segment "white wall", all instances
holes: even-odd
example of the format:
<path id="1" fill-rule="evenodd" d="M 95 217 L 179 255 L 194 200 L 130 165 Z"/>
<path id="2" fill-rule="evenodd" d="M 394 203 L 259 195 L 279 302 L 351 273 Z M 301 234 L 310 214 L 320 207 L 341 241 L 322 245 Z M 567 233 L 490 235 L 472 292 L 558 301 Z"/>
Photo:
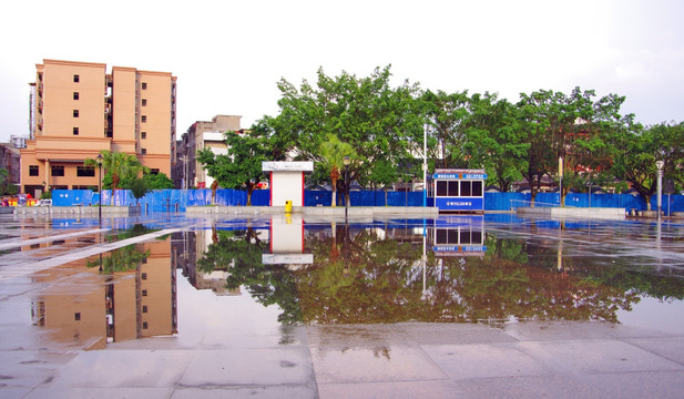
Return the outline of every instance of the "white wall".
<path id="1" fill-rule="evenodd" d="M 275 171 L 270 181 L 270 205 L 285 206 L 286 201 L 292 201 L 293 206 L 304 206 L 303 172 Z"/>

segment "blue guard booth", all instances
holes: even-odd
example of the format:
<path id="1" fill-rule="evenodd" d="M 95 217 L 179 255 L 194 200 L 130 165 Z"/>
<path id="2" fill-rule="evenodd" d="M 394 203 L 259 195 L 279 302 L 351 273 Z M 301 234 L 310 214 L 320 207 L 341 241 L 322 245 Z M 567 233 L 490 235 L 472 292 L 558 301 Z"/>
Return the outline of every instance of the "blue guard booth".
<path id="1" fill-rule="evenodd" d="M 484 170 L 435 170 L 428 180 L 428 206 L 440 212 L 484 212 Z"/>

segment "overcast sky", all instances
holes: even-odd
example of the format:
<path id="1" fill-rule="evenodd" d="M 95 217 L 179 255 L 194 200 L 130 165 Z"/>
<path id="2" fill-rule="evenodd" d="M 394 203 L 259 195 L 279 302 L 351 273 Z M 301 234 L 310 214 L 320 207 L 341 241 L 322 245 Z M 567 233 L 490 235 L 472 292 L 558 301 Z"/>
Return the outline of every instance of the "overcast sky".
<path id="1" fill-rule="evenodd" d="M 684 121 L 684 1 L 12 1 L 0 33 L 0 141 L 28 135 L 43 59 L 178 78 L 177 135 L 215 114 L 249 127 L 276 82 L 391 64 L 394 85 L 625 95 L 644 124 Z"/>

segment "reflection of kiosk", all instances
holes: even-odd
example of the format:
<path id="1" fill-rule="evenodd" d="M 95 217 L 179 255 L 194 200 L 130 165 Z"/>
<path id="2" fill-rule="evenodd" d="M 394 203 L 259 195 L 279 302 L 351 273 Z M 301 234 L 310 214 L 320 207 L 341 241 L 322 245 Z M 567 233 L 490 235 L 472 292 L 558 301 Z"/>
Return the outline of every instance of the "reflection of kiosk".
<path id="1" fill-rule="evenodd" d="M 262 162 L 262 171 L 270 172 L 270 206 L 304 206 L 304 172 L 313 172 L 314 163 Z"/>
<path id="2" fill-rule="evenodd" d="M 484 212 L 484 170 L 435 170 L 428 205 L 439 211 Z"/>
<path id="3" fill-rule="evenodd" d="M 482 216 L 439 218 L 428 236 L 435 256 L 482 256 L 487 252 Z"/>
<path id="4" fill-rule="evenodd" d="M 304 221 L 302 216 L 282 216 L 270 219 L 270 254 L 262 255 L 265 265 L 310 265 L 314 254 L 304 254 Z"/>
-------------------------
### WHAT THE TASK ASKS:
Rewrite the material from its first line through the line holding "275 171 L 270", inclusive, requests and all, with every coordinate in the answer outlines multiplied by 1.45 and rounded to a whole number, halves going up. Keep the numbers in the requests and the format samples unchanged, and leave out the pictures.

### EXERCISE RESULT:
segment "white wall", all instances
holes: even-odd
example of the format:
<path id="1" fill-rule="evenodd" d="M 95 217 L 179 255 L 194 200 L 130 165 Z"/>
<path id="2" fill-rule="evenodd" d="M 394 203 L 259 195 L 279 302 L 351 273 Z M 301 234 L 310 214 L 320 207 L 341 241 L 322 245 Z M 567 233 L 490 235 L 472 292 L 558 301 Z"/>
Photo:
Return the outline of every instance of the "white wall".
<path id="1" fill-rule="evenodd" d="M 399 248 L 392 262 L 392 297 L 413 299 L 415 291 L 423 291 L 425 299 L 441 299 L 439 249 Z"/>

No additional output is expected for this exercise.